■ **DATA ENTRIES**:
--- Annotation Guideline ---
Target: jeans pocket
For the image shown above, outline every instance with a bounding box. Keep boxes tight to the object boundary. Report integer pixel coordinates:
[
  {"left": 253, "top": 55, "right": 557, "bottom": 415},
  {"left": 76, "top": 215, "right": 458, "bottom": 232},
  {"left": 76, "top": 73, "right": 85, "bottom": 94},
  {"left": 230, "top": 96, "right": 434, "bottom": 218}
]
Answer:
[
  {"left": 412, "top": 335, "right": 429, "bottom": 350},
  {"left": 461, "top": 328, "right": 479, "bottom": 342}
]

■ **EXERCISE PROMPT**: Convert the lines above into a Markdown table with the columns "Row" and "Text", numbering each line and omitting blank lines.

■ **OUTPUT BELOW**:
| Row | Text |
|---|---|
| 1 | --- Annotation Guideline --- |
| 2 | Target: jeans pocket |
| 3 | For the image shown above, outline every instance with a bounding box. Keep boxes tight to the object boundary. Report integer pixel coordinates: |
| 4 | [ |
| 5 |   {"left": 253, "top": 55, "right": 557, "bottom": 415}, |
| 6 |   {"left": 76, "top": 215, "right": 458, "bottom": 232}, |
| 7 |   {"left": 76, "top": 73, "right": 85, "bottom": 94}, |
| 8 |   {"left": 230, "top": 96, "right": 434, "bottom": 218} |
| 9 | ] |
| 10 | Answer: |
| 11 | [ |
| 12 |   {"left": 412, "top": 335, "right": 429, "bottom": 350}, |
| 13 |   {"left": 461, "top": 328, "right": 479, "bottom": 342} |
| 14 | ] |